**Given exercise:**
Extract each line of the records below that contains the word "ornate", and write those lines out unchanged.

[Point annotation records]
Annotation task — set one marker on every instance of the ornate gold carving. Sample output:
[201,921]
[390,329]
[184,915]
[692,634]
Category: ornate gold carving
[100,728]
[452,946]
--
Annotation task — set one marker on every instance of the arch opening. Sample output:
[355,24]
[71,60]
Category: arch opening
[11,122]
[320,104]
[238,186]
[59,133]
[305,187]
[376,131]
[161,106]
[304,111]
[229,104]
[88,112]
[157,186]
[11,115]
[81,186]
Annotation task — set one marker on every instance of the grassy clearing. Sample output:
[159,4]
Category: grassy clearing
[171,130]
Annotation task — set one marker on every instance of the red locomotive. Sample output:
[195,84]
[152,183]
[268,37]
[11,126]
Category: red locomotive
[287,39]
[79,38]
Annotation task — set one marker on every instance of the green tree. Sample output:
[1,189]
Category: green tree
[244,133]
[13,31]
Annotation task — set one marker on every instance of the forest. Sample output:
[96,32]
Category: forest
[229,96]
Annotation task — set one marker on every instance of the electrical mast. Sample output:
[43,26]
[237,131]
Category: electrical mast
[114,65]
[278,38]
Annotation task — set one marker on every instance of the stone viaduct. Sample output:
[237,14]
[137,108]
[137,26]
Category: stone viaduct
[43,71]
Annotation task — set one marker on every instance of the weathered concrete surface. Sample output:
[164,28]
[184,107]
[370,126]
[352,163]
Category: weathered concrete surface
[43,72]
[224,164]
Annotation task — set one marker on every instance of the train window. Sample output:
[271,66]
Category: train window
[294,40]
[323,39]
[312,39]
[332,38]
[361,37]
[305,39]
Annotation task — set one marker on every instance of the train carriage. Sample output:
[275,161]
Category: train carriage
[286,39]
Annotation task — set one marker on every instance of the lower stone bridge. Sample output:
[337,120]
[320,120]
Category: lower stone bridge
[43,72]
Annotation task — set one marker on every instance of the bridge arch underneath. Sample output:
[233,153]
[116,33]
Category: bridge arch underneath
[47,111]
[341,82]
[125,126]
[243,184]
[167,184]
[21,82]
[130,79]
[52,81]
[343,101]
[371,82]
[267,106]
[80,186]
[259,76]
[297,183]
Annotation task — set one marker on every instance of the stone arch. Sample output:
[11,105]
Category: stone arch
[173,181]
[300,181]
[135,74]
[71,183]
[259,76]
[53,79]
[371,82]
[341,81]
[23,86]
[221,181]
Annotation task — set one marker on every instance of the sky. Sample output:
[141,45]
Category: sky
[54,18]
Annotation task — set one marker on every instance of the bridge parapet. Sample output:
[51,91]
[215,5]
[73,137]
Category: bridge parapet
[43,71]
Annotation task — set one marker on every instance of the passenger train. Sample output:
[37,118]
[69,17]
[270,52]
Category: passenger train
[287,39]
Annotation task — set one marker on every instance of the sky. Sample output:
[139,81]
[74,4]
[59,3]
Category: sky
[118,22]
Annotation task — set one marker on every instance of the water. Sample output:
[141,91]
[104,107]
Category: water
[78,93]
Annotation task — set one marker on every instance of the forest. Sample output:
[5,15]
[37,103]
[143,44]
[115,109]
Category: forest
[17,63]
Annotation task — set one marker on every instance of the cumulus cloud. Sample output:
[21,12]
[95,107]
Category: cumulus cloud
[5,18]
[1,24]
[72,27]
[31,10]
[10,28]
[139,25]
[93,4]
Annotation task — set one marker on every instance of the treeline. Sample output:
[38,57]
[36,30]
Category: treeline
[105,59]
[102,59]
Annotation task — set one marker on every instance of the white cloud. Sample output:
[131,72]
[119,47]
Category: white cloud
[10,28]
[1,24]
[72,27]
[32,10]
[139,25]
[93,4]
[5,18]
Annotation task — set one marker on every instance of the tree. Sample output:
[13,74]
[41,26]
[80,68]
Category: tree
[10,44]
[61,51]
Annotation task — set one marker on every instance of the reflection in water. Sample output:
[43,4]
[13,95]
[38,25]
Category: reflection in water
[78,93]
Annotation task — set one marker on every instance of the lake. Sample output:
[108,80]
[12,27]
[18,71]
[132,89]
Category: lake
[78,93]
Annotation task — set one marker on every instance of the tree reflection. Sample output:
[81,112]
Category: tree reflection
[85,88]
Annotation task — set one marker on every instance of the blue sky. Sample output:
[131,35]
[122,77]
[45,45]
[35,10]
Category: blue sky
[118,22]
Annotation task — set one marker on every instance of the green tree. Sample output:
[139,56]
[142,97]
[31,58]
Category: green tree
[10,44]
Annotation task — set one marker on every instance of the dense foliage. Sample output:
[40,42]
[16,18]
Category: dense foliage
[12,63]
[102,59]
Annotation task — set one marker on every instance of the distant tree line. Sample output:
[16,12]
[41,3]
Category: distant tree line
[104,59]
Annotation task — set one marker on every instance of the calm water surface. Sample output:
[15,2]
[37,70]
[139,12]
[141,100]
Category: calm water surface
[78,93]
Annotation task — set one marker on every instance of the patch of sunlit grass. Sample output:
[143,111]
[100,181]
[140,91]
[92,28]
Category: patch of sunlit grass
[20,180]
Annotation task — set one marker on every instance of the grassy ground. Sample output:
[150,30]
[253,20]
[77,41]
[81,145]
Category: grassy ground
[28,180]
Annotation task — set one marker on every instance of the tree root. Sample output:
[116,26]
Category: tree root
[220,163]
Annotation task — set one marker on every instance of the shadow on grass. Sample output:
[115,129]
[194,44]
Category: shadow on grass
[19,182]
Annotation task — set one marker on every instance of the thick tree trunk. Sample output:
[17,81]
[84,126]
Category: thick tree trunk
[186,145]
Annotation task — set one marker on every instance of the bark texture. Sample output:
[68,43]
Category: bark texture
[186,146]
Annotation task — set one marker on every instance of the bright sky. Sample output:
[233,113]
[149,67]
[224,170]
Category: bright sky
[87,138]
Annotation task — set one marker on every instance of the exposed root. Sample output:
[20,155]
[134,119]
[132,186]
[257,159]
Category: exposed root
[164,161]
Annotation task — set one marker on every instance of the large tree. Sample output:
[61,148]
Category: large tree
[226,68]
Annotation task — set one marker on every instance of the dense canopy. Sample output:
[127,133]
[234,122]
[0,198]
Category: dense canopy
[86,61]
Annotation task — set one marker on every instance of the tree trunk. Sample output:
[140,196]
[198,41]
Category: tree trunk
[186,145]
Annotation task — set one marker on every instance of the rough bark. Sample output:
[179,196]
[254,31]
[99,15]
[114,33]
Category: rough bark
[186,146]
==
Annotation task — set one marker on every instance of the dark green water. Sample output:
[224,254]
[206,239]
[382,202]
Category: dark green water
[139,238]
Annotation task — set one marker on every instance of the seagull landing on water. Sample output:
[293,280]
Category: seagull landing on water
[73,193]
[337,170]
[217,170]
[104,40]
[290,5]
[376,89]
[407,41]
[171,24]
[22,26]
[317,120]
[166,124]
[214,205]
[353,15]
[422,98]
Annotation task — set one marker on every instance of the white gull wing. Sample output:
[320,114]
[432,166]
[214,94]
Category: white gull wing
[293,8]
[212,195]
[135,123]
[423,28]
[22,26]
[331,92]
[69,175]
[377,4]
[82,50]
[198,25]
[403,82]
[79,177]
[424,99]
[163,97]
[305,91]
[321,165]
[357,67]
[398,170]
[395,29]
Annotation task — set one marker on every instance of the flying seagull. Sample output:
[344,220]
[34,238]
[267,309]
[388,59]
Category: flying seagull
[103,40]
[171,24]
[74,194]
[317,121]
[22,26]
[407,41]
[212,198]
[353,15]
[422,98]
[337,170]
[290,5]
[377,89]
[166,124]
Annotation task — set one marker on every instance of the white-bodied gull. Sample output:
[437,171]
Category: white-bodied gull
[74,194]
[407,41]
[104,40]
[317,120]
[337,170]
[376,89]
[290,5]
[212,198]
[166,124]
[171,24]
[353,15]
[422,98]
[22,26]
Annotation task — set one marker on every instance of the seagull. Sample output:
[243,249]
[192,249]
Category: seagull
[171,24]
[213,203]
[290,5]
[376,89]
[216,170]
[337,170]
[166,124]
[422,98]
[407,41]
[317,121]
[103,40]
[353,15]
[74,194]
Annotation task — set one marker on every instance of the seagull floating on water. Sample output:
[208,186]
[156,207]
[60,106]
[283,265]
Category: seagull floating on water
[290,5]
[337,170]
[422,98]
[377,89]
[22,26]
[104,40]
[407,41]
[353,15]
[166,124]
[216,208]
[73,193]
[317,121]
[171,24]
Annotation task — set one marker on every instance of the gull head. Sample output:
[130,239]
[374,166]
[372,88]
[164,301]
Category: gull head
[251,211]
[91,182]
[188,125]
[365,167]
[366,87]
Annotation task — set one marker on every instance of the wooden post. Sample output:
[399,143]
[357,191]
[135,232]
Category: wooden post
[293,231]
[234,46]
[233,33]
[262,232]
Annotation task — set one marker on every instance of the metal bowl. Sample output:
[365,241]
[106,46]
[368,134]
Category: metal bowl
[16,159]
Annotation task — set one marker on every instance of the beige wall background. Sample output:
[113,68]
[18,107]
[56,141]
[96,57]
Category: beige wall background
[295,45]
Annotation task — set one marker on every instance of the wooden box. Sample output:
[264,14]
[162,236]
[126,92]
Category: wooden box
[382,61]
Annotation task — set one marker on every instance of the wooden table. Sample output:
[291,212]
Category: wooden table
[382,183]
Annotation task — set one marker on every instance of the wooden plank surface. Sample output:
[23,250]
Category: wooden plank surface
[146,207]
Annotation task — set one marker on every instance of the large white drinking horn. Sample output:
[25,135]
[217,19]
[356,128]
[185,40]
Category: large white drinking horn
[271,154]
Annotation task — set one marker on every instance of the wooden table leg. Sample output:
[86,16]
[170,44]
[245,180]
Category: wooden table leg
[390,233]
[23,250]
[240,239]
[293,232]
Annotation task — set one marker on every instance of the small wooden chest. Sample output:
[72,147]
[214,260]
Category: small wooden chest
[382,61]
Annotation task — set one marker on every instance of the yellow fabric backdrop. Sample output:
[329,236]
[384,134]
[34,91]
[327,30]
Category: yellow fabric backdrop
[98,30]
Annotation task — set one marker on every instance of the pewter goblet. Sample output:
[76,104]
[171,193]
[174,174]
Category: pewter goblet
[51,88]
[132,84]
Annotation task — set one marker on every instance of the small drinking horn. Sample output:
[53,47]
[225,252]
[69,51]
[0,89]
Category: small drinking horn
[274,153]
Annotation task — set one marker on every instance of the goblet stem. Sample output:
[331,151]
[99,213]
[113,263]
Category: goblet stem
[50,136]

**Output:**
Annotation task — set one marker on every instance of the ornate gold carving. Sample output:
Category: ornate gold carving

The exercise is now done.